-- Start of SOURCE --

Issue 2: If not, did SCL owe a contractual duty to the respondent to avoid conflicts of interest?
The contract between the expert and the client contained a relatively common conflicts of interest clause, to the effect that the expert confirmed that it had no conflict of interest in acting for the client in respect of the engagement and that it would maintain this position for the duration of the engagement. The Court of Appeal had no hesitation concluding that the expert owed the client a contractual duty to avoid a conflict of interest (see @68-72).
Issue 3: If so, was that duty also owed to the respondent by other Secretariat entities?
The Court of Appeal noted that a conflict check was undertaken by one office and that encompassed all other offices and that, in the circumstances, it would be very surprising if SCL could say that its undertaking to avoid conflicts of interest in the future only bound one particular “office” within the Secretariat “global firm”, and that there was therefore nothing to stop SIUL from accepting instructions which would put it in conflict with SCL (@76).
The Court of Appeal concluded(@81):
“…the conflict check having been carried out across the Secretariat group, the undertaking given by SCL in its retainer bound all the companies in the group. They were all providing the same form of litigation support/expert services.”
Issue 4: If so, was there a conflict of interest as a result of SCL’s engagement in Arbitration 1 and SIUL’s subsequent engagement in Arbitration 2?
In response to an argument that experts could be separated into a “testifying expert” on the one hand, and a “roving expert” on the other, the Court of Appeal noted the general duties of delay/quantum experts (@86):
“…delay/quantum experts are usually … retained at an early stage to sift through the reams of factual material, looking for particular events on which to focus. The delay expert collates that material and can often save a huge amount of time and resources by focusing the client’s litigation support team on the factual issues as to delay which are really going to matter. In construction arbitrations, it would be rare for a delay expert to merely be a testifying expert. The whole purpose of having such an expert, along with his team, is to provide wide-ranging support and advice, in the hope that, ultimately, the case settles and there is no hearing at all. “
In relation to whether there was a conflict of interest between SCL acting for the respondent and SIUL acting for the third party, the Court of Appeal held that there was a clear conflict of interest stating that (@92):
“the overlaps in this case are all-pervasive. There is an overlap of parties, role, project, and subject matter. “
In what appears to be a “tip for players”, the Court of Appeal noted that the situation encountered in this case could be avoided, stating (@101) that:
“It is perfectly possible for a group like Secretariat, if it thought it commercially sensible to do so, to make plain that its representations as to conflict of interest and its undertakings for the future were based solely on the entity involved, and that, despite the scope of the conflict check that they had undertaken, no such representations or undertakings were given in relation to any other entity in the Secretariat group.“
Lord Justice Males, while agreeing with Coulson LJ’s judgment added (@105):
“A professional expert witness offers his services in return for payment and the relationship between the expert and his client is essentially contractual. It is therefore necessary to focus on the incidents of that relationship, concentrating on the terms of the expert’s retainer and the role which he is required and expected to perform. In this case the contract by which the expert was engaged contained an express term dealing with conflicts of interest. It is therefore unnecessary to consider what the position may be if an expert is engaged without anything at all being said about conflicts. That would be unusual nowadays in any substantial commercial litigation or arbitration.”

-- End of SOURCE --
-- Start of RECORDS PROVIDED --

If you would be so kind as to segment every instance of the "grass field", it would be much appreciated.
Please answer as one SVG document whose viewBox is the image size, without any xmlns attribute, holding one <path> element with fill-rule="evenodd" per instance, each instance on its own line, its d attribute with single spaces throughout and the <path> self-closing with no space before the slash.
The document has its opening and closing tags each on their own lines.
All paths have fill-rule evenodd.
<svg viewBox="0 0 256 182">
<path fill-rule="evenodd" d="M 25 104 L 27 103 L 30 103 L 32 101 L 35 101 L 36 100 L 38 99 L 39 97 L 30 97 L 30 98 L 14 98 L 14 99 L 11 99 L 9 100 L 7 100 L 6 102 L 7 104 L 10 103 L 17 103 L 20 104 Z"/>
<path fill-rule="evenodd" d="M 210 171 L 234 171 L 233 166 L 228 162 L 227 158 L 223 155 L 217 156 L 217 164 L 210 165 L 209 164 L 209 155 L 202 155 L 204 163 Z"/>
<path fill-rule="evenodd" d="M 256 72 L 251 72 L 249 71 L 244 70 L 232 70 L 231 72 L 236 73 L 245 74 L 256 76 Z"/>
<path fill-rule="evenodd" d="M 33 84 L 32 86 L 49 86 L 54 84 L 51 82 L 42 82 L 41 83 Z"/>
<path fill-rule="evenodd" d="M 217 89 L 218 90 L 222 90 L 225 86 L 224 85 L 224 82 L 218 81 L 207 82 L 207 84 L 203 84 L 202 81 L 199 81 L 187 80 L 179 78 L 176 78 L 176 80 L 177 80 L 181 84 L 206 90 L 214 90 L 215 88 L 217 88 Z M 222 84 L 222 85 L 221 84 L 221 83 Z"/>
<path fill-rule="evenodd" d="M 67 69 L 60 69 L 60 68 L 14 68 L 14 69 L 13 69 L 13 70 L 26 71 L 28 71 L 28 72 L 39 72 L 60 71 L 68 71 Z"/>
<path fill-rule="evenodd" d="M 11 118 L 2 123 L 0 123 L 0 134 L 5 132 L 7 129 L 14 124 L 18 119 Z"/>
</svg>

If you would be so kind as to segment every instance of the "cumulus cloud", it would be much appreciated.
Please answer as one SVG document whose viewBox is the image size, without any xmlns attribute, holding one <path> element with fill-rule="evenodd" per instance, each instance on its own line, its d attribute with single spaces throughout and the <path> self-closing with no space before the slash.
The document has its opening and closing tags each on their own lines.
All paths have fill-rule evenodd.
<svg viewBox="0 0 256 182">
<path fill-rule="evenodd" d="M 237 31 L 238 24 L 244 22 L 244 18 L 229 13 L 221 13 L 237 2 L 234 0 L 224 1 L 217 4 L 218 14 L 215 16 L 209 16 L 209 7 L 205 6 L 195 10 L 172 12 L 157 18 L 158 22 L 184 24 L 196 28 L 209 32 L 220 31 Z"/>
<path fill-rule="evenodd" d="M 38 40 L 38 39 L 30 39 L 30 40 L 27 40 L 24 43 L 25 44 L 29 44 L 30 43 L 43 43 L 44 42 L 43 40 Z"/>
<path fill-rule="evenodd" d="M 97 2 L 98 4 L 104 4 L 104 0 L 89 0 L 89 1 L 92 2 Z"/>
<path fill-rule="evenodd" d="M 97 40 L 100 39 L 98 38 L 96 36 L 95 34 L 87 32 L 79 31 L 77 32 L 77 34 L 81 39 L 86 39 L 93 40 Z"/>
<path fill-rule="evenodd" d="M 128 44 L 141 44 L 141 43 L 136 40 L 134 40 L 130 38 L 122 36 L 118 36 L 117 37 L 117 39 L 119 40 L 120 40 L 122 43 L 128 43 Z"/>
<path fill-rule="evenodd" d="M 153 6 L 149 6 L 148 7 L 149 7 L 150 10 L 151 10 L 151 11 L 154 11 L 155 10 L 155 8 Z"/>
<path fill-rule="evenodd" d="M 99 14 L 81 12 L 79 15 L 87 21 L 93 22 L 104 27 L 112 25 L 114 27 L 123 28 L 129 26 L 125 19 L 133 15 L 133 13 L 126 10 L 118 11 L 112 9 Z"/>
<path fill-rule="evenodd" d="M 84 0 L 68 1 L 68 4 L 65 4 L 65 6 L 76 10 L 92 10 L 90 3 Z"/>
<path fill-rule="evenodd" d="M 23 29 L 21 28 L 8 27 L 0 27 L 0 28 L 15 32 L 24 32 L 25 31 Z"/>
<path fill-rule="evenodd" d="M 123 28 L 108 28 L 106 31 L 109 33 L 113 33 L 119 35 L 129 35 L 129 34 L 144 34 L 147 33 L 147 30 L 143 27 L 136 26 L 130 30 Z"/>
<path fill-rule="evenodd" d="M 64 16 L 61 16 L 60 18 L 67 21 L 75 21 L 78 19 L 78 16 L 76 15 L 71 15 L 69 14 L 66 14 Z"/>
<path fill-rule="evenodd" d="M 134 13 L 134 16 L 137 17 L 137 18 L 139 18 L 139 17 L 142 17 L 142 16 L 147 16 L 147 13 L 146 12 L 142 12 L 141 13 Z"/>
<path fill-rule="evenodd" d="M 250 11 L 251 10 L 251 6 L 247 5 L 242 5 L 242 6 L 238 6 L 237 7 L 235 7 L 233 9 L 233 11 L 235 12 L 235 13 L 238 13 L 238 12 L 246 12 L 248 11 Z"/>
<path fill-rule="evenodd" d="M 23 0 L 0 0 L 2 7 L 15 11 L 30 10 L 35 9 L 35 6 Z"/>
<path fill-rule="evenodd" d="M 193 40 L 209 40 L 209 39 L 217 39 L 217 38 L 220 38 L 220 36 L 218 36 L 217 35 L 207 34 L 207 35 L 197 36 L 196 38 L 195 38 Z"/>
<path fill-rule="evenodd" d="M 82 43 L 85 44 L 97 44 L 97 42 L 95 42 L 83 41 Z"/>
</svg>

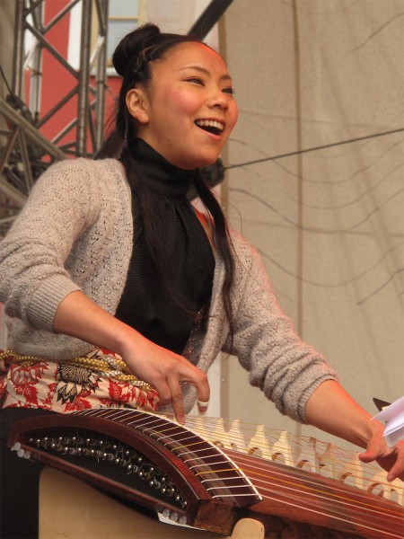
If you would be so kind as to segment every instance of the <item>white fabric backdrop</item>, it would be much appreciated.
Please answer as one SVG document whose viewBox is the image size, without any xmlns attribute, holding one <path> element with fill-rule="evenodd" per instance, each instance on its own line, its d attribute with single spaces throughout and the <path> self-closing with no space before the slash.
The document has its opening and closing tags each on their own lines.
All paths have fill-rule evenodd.
<svg viewBox="0 0 404 539">
<path fill-rule="evenodd" d="M 403 3 L 234 0 L 220 30 L 240 106 L 229 165 L 369 137 L 233 168 L 224 194 L 298 333 L 375 412 L 404 394 L 404 132 L 370 137 L 404 129 Z M 224 415 L 299 429 L 234 358 L 223 379 Z"/>
</svg>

-- End of RECORDS PROVIDED --

• **TASKS TO CARRY OUT**:
**1.** Answer these from the case summary:
(a) What two things did the expert confirm in the contract's conflicts of interest clause?
(b) In its conclusion at @81, what did the Court of Appeal say all the companies in the group were providing?
(c) Which four overlaps did the Court of Appeal identify at @92?
**2.** Reproduce the stretch of the case summary from "Issue 2: If" through "other Secretariat entities?" word for word.
Rely solely on the case summary when responding.

• **EXPECTED OUTPUTS**:
**1.**
(a) The expert confirmed that it had no conflict of interest in acting for the client in respect of the engagement, and that it would maintain this position for the duration of the engagement.
(b) They were all providing the same form of litigation support/expert services.
(c) An overlap of parties, role, project, and subject matter.

**2.**
Issue 2: If not, did SCL owe a contractual duty to the respondent to avoid conflicts of interest?
The contract between the expert and the client contained a relatively common conflicts of interest clause, to the effect that the expert confirmed that it had no conflict of interest in acting for the client in respect of the engagement and that it would maintain this position for the duration of the engagement. The Court of Appeal had no hesitation concluding that the expert owed the client a contractual duty to avoid a conflict of interest (see @68-72).
Issue 3: If so, was that duty also owed to the respondent by other Secretariat entities?